Coordinate annotation entries
______________________________

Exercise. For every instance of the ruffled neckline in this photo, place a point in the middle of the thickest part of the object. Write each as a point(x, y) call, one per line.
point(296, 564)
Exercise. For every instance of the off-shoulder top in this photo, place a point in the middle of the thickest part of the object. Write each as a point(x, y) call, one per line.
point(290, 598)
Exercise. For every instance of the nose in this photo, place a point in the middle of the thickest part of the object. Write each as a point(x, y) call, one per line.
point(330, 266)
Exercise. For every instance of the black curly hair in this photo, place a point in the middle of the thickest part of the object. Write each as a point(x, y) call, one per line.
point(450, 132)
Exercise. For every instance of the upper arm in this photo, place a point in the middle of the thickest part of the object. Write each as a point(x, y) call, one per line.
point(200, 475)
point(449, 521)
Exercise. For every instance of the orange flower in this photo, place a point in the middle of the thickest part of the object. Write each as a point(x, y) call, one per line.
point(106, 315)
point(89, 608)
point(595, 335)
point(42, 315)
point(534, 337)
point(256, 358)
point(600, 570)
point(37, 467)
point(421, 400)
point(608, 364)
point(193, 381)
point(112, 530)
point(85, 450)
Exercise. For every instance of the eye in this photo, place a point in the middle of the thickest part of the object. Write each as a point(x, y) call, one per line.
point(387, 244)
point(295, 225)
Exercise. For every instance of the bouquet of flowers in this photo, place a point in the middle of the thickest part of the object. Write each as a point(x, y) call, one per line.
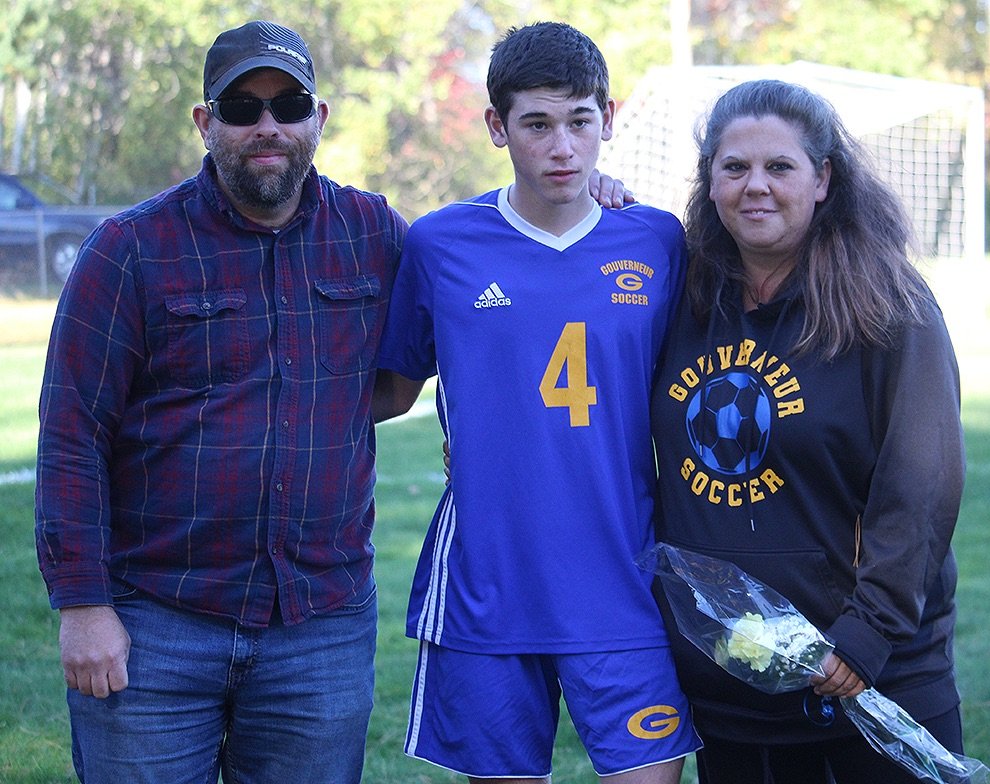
point(757, 635)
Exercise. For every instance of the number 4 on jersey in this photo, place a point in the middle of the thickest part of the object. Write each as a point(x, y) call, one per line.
point(576, 396)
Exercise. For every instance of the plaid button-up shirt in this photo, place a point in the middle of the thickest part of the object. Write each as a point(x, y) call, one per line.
point(206, 433)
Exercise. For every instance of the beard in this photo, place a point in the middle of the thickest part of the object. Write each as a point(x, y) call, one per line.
point(267, 189)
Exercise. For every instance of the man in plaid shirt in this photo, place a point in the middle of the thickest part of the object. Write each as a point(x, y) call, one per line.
point(206, 458)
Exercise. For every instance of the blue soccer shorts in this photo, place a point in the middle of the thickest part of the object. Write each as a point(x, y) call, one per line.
point(496, 716)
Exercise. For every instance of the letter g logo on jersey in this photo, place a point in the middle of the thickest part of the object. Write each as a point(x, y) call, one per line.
point(653, 723)
point(629, 281)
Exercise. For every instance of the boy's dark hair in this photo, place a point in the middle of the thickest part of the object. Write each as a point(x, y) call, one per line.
point(545, 54)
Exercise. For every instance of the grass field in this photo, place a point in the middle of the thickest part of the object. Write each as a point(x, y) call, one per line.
point(34, 743)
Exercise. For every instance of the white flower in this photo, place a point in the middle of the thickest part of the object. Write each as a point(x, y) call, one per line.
point(781, 648)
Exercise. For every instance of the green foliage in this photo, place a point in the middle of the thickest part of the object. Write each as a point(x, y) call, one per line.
point(98, 93)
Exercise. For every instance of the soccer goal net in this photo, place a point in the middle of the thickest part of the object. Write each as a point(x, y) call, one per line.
point(926, 139)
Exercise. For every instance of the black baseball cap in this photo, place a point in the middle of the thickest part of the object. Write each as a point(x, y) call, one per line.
point(256, 45)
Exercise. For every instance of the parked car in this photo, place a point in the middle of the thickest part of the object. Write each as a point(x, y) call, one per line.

______________________________

Please repeat the data above word for word, from the line containing "Exercise. For every instance of the nose" through the line containing "point(450, 132)", including both of those lines.

Exercise. For every instance of the nose in this photo, place a point in the middle of the thickest part of the object. Write each as a point(x, y) call, one per line.
point(330, 266)
Exercise. For every instance of the black curly hair in this photo, place a point in the middle of the thickest part of the object. Write each as a point(x, y) call, one per line.
point(450, 132)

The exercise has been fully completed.